— START Stored records —

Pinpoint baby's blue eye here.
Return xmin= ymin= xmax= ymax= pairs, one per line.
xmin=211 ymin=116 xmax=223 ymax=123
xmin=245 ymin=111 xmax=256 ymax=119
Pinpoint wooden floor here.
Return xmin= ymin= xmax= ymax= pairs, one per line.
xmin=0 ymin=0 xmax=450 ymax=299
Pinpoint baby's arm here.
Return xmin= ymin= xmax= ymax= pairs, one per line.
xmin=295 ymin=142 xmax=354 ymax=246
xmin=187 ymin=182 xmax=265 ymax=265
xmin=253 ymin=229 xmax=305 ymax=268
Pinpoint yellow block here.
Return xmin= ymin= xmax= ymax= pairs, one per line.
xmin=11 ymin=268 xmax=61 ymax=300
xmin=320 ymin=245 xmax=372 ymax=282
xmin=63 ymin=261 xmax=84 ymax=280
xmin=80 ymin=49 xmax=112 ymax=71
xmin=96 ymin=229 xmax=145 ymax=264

— END Stored records —
— START Stored records —

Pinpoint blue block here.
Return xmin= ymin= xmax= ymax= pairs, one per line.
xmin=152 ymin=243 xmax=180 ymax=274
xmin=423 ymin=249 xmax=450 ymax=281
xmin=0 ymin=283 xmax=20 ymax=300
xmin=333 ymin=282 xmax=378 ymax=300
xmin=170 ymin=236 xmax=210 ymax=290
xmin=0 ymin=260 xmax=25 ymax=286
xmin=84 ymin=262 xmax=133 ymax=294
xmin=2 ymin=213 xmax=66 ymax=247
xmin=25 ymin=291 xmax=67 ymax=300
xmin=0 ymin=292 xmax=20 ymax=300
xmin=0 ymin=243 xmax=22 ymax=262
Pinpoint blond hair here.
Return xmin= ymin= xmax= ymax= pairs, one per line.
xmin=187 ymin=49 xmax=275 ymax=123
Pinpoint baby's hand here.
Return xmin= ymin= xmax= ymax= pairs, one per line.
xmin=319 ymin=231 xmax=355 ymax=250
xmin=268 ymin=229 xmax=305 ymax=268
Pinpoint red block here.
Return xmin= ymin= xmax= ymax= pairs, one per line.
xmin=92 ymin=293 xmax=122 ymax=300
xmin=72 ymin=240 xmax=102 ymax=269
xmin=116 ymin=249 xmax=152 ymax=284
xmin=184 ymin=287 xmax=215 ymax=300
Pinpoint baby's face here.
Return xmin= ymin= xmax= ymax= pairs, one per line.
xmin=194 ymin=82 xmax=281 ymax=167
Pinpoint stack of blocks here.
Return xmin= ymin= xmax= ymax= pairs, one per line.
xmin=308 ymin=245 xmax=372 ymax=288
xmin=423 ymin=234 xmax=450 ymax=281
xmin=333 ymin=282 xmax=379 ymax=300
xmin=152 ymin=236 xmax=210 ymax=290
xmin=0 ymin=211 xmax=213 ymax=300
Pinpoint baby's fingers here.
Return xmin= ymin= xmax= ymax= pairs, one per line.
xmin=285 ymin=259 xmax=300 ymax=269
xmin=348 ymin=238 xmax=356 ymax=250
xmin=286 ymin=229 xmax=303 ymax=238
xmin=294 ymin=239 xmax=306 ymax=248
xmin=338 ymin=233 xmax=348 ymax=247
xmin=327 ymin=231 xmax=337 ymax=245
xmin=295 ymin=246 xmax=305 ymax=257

— END Stored records —

# Written exercise:
Render the page from the line that contains "Pinpoint yellow block here." through the line that contains "xmin=96 ymin=229 xmax=145 ymax=264", both included, as a Markdown table. Use the columns Number and Line, give each line its own row, and leave out blank lines.

# Answer to this task:
| Number | Line |
|---|---|
| 1 | Pinpoint yellow block here. |
| 2 | Return xmin= ymin= xmax= ymax= pairs, one per line. |
| 3 | xmin=11 ymin=268 xmax=61 ymax=300 |
| 4 | xmin=320 ymin=245 xmax=372 ymax=282 |
| 5 | xmin=63 ymin=261 xmax=84 ymax=280 |
| 6 | xmin=80 ymin=49 xmax=112 ymax=71 |
| 7 | xmin=96 ymin=229 xmax=145 ymax=264 |